María Senovilla : « L'hiver ukrainien sera terrifiant »

La journaliste et correspondante María Senovilla, collaboratrice d'Atalayar, a analysé dans l'émission « De cara al mundo » sur Onda Madrid les attaques russes contre les installations énergétiques ukrainiennes. Elle s'est également penchée sur les restrictions imposées par la Chine à l'exportation de composants essentiels à l'assemblage de drones.
Il fait très froid pour les Ukrainiens, ainsi que pour les usines qui doivent s'arrêter car, en plus des fronts de combat, la Russie continue d'attaquer les installations énergétiques et les cibles civiles en Ukraine.
En ce moment même, il fait 10 degrés en dessous de zéro à Kramatorsk. La première neige lourde est tombée ici, tout est blanc, et nous avons eu une semaine absolument terrifiante d'attaques sur Kherson, Sumy, Dnipro, mais le pire a été supporté par Zaporiyia. Il y a quelques jours, le Kremlin a non seulement attaqué des sous-stations électriques, mais aussi bombardé de missiles une station-service et plusieurs lotissements, tuant 10 personnes et en blessant une trentaine d'autres. Les images sont à couper le souffle. La station-service s'est transformée en une gigantesque boule de feu et des personnes sont mortes brûlées à l'intérieur de leur voiture alors qu'elles faisaient le plein. Trois jours plus tard, la Russie a également lancé une autre attaque sur Zaporiyia, sur un immeuble de bureaux pendant les heures de bureau, sur plusieurs lotissements et sur un hôpital. Là encore, 11 morts et plusieurs dizaines de blessés. Les autorités ukrainiennes ont annoncé des coupures programmées, au moins jusqu'au printemps, c'est-à-dire que ce que la Russie bombarde devient de plus en plus difficile à réparer, et que l'hiver arrive.

CONSIGNES:
1. Donnez uniquement le nombre de lignes des entrées qui contiennent la chaîne « soil », en tenant compte de la casse.
2. Rédigez la suite de l'article sur l'hiver ukrainien et les attaques russes, en partant de sa dernière phrase.
L'article qui précède et les entrées qui suivent ne proviennent pas de la même source.

ENTRÉES FOURNIES:
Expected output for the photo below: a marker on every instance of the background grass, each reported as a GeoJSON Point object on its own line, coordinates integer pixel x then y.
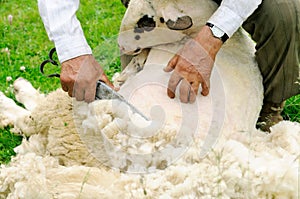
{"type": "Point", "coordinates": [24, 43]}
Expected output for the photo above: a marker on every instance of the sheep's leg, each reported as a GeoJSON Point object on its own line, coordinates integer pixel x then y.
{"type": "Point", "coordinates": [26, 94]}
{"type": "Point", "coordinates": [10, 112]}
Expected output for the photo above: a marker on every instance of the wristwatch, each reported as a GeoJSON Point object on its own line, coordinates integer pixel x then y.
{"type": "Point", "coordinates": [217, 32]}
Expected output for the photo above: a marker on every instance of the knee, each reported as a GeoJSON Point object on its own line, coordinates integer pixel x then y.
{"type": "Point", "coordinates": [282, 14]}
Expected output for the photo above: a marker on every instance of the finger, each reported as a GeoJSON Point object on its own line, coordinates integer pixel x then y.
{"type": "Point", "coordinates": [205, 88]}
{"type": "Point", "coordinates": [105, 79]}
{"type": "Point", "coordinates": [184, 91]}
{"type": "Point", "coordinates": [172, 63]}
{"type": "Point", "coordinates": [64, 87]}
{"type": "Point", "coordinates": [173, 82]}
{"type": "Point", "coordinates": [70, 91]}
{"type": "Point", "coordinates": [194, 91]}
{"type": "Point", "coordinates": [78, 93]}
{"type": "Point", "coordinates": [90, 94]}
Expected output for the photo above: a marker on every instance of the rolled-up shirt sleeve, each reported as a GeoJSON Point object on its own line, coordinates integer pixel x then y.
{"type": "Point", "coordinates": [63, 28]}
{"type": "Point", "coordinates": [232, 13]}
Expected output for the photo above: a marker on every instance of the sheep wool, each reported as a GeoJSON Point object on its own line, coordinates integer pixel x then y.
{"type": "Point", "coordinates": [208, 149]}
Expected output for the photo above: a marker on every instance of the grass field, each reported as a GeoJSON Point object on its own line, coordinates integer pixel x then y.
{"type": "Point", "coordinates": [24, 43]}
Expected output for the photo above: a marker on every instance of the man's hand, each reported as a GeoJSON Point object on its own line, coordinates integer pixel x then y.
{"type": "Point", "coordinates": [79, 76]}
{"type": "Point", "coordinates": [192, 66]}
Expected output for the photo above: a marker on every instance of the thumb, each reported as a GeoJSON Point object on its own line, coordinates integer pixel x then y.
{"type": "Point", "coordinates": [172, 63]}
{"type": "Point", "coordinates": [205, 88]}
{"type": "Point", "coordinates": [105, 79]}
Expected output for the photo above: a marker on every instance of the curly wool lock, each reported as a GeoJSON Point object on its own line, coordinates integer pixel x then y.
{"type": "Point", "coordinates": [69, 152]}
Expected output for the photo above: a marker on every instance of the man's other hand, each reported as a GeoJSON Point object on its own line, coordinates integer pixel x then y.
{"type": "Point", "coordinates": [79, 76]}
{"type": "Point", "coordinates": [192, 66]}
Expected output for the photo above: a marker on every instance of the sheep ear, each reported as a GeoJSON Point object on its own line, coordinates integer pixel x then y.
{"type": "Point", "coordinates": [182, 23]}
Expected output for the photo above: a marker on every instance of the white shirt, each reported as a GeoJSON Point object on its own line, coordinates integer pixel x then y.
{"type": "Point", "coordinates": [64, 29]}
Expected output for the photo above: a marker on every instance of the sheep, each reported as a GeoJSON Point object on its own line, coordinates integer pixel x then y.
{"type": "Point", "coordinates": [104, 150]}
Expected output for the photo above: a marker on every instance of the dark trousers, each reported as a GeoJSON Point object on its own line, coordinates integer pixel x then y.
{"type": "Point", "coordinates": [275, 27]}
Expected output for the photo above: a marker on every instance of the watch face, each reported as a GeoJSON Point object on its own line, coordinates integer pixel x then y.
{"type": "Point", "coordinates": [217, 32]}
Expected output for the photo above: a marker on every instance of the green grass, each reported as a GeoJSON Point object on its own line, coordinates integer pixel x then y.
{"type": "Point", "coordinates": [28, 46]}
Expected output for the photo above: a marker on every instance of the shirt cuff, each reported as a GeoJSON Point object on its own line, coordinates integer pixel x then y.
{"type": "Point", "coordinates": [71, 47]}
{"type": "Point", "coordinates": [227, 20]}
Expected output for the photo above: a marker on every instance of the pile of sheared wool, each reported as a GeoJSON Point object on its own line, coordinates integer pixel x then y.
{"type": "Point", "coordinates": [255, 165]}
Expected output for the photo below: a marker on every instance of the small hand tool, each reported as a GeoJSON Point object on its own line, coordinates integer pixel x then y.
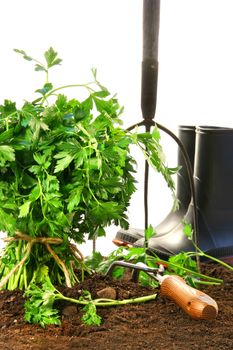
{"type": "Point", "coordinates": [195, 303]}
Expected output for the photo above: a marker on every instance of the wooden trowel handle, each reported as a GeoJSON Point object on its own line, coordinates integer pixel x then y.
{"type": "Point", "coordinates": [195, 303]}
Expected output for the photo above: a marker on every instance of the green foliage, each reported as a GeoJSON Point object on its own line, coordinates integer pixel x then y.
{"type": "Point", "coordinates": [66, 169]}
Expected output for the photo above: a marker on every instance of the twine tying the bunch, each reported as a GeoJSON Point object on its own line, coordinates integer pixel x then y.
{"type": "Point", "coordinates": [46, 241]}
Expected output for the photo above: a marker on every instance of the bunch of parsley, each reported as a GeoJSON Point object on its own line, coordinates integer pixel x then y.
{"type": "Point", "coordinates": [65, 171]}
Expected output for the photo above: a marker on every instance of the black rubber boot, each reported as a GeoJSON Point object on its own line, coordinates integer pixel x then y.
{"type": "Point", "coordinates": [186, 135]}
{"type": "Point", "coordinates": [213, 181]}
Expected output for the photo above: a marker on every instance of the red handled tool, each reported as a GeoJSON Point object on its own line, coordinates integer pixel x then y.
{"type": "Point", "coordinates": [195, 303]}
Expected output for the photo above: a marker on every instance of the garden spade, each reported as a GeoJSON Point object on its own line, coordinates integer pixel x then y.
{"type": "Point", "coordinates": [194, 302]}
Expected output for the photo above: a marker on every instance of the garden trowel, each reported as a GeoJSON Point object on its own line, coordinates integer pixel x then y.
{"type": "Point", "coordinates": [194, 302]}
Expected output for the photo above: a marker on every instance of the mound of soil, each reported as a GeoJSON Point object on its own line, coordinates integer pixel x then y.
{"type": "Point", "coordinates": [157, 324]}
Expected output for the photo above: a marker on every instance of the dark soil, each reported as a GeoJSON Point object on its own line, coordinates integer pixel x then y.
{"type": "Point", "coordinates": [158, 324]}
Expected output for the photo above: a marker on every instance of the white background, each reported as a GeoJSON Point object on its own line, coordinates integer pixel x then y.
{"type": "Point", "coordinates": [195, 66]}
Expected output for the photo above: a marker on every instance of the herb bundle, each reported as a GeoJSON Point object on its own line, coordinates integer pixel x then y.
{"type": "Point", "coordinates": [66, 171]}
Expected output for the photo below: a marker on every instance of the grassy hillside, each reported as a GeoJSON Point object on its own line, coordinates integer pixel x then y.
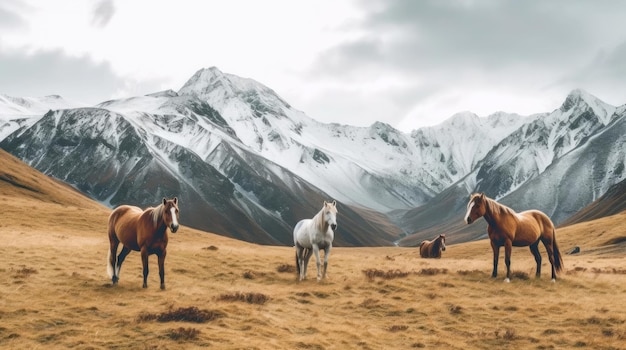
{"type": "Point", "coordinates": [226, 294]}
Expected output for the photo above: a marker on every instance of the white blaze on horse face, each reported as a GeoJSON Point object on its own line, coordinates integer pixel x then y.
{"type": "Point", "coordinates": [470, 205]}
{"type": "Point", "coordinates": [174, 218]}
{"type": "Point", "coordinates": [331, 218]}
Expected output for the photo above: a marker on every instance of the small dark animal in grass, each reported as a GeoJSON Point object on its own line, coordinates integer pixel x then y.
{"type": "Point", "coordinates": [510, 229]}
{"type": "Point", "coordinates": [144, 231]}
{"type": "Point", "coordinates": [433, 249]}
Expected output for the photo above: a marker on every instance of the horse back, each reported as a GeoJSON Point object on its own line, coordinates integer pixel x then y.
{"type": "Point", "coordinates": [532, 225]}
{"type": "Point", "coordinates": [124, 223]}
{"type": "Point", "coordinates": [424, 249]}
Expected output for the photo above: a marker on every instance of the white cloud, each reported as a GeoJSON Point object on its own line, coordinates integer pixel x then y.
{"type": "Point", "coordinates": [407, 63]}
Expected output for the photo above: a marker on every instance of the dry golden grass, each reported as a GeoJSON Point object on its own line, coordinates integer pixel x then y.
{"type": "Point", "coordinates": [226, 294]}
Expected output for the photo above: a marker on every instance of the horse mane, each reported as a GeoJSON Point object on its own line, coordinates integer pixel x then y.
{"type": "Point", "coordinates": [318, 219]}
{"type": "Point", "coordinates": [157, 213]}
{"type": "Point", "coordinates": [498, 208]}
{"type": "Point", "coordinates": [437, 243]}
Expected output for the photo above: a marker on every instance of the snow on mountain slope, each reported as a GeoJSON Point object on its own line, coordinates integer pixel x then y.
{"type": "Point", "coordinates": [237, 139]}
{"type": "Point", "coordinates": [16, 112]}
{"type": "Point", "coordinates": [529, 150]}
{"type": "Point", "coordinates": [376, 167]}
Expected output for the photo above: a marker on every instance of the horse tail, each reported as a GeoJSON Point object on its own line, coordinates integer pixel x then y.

RÉPONSES PAR CONSIGNE:
1. 2

2.
L'hiver qui attend la population civile ukrainienne va être terrifiant et, pire encore, il n'y a aucune présence militaire dans ces endroits. Nous sommes un grand nombre de journalistes internationaux à couvrir ce conflit et lorsqu'il y a un bombardement, nous nous rendons immédiatement sur place pour voir ce qui s'est passé et je peux vous assurer qu'il n'y a aucune trace de présence militaire sur place. Ce ne sont pas des cibles légitimes, ce sont des crimes de guerre que la Russie commet sans que la communauté internationale n'intervienne et n'élève la voix contre cette vague de bombardements contre les villes, la population civile de l'Ukraine et ses infrastructures essentielles.

Maria, la ville de Pokrovsk pourrait tomber dans quelques jours. Ce serait un coup dur pour les Ukrainiens, mais les troupes russes progressent également ailleurs sur la ligne de front.
C'est exact, Pokrovsk est au bord du gouffre. On peut déjà considérer la ville comme perdue. Mais les Russes progressent également à Chasiv Yar, où les troupes ukrainiennes les retenaient depuis avril dernier. Des fronts comme celui de Koursk sont également soumis à des tirs constants et les drones russes font des ravages.
Je n'ai pas vu le front de bataille dans un tel état depuis 2022. Je parle de l'ensemble de la ligne de front car, bien entendu, après 2022, nous avons connu de terribles batailles à Soledar, à Bakhmut, à Avdivka et, récemment, à Vovchansk. Mais une situation comme celle que je vois en ce moment, où l'armée russe avance dans toutes les directions sur la ligne de front, ne s'est pas produite depuis les premiers mois de l'invasion à grande échelle.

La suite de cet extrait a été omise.